(PROVIDED ENTRIES Opens)

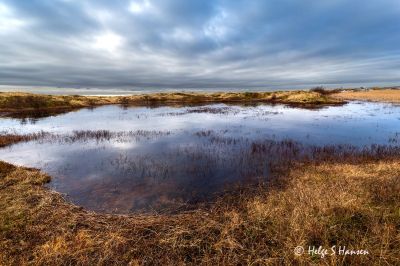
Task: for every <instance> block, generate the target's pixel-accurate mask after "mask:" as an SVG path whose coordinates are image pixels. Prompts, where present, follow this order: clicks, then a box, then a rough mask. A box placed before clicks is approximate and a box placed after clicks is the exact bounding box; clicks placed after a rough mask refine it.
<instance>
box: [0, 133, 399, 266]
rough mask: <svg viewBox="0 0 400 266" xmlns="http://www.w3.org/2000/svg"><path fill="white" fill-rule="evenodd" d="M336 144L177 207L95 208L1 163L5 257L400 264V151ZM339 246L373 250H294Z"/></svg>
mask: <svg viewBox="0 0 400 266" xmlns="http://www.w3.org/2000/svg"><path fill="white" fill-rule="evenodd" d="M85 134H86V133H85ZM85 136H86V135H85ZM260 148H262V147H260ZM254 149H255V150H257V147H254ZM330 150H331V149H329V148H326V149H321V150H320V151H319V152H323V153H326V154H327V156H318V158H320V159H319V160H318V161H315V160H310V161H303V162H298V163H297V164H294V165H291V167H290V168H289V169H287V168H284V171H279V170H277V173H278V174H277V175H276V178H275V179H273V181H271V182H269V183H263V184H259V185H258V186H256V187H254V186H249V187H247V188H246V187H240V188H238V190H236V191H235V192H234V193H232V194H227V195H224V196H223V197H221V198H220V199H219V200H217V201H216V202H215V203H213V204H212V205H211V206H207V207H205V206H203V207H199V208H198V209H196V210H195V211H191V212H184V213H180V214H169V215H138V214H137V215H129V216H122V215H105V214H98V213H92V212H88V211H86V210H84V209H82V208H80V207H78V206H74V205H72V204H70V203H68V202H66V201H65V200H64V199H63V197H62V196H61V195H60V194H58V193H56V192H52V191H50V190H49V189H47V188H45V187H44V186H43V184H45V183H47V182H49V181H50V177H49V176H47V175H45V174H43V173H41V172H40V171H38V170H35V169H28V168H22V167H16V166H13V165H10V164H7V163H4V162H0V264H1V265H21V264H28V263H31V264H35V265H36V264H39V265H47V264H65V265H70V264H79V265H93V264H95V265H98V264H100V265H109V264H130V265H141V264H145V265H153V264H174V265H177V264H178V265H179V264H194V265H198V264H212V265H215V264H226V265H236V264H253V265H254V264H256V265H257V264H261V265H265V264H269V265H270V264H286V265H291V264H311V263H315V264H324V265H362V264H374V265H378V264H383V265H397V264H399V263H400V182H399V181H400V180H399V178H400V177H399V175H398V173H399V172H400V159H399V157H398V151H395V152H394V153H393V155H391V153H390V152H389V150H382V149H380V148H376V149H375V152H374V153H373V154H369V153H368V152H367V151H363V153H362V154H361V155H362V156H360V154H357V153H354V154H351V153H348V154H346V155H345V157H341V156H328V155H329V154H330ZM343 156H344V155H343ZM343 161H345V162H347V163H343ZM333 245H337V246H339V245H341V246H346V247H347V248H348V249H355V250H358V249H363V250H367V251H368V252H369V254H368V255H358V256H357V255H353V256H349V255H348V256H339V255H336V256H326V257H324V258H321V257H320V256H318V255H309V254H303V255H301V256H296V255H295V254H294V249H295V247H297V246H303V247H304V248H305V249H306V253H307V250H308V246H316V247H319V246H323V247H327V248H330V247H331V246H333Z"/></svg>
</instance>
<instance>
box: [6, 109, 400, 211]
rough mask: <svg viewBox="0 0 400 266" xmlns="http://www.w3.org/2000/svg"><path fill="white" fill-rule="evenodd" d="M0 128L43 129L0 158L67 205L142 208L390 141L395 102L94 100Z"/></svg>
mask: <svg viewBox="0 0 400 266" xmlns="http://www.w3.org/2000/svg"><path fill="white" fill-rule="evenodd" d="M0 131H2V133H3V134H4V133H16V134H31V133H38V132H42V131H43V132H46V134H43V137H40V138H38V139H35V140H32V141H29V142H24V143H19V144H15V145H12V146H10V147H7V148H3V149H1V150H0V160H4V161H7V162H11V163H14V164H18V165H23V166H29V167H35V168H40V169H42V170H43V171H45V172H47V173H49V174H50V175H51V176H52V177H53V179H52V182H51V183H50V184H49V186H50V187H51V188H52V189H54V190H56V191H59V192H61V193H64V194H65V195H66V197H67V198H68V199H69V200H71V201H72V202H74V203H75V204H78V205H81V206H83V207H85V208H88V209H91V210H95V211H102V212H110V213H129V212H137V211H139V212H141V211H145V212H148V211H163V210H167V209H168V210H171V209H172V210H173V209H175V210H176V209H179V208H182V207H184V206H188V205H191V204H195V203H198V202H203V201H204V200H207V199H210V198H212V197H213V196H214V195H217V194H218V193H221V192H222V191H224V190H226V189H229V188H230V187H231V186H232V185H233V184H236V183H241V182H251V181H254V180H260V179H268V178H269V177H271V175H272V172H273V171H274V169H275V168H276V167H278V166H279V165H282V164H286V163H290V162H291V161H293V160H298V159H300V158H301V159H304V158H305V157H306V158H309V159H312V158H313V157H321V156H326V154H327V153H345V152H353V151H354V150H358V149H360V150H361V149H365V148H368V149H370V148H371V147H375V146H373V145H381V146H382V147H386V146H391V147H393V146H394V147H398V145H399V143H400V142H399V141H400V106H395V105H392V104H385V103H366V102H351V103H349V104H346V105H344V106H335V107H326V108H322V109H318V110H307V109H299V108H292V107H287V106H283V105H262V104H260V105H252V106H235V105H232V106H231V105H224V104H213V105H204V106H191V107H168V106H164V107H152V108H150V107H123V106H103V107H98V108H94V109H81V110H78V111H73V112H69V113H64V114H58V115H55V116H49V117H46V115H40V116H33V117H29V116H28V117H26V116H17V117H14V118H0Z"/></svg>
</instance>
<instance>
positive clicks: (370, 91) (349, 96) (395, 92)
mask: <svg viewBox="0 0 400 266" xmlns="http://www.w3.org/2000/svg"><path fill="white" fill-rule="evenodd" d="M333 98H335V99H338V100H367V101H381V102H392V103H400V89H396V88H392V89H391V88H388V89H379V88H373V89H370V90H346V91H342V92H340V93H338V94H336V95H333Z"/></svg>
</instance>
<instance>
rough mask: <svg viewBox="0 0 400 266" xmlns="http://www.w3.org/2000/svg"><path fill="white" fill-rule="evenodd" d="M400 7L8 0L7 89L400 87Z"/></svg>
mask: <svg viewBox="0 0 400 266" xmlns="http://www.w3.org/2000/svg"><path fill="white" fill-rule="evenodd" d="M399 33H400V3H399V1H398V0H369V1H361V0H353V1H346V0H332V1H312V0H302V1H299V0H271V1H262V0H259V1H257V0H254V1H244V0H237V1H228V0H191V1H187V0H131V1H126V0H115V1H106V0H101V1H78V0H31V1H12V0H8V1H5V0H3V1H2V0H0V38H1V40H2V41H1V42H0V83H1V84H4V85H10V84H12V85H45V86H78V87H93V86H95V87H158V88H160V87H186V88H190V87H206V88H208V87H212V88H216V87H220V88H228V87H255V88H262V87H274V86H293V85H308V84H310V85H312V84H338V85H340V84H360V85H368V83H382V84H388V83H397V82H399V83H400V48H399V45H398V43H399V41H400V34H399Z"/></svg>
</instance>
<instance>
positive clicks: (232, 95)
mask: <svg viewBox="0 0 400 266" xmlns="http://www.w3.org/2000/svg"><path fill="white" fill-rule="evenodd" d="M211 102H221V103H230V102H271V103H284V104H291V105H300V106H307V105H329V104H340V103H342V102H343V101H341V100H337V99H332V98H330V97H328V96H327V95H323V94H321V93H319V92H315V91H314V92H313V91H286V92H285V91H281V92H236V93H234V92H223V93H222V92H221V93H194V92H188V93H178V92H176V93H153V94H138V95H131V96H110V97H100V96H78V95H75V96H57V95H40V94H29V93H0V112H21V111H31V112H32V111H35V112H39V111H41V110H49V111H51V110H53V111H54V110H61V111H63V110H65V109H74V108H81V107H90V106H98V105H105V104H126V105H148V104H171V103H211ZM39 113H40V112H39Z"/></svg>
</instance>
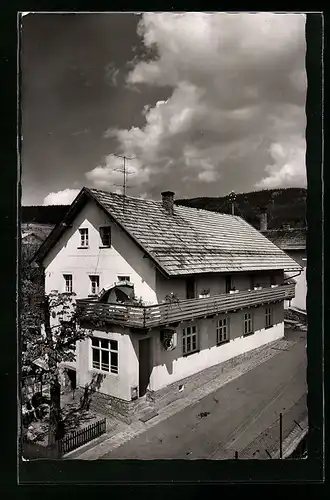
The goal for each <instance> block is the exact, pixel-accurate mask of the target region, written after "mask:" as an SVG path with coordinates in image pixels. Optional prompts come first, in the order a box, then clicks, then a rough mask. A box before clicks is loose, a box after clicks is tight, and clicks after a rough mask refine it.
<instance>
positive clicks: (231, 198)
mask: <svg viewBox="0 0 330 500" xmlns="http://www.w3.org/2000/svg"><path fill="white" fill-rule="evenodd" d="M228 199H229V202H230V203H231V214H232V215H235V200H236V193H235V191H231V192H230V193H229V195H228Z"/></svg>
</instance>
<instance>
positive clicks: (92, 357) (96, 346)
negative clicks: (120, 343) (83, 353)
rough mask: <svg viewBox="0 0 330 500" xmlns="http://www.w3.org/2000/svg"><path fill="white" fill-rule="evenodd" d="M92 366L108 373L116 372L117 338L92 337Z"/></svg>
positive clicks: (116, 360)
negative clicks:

(PROVIDED ENTRIES Closes)

- WHAT THE TASK REQUIRES: Reproduce the records from their beginning through the line containing "144L177 207L95 208L1", replacing "rough mask" with "coarse mask" and changing nothing else. Omit the pictures from your reply.

- ANSWER SECTION:
Task: for every <instance> block, generate the target's pixel-accurate mask after "mask:" as an SVG path whose coordinates are image pixels. Prompts, where present, follow this order: clicks, then a box, then a coarse mask. A box placed before clicks is approximate and a box placed after clicks is the exact bounding box; clicks placed after a coarse mask refine it.
<instance>
box: [0, 133, 399, 266]
coarse mask: <svg viewBox="0 0 400 266" xmlns="http://www.w3.org/2000/svg"><path fill="white" fill-rule="evenodd" d="M336 144L177 207L95 208L1 163L5 257L400 264V151ZM339 246L373 250H294Z"/></svg>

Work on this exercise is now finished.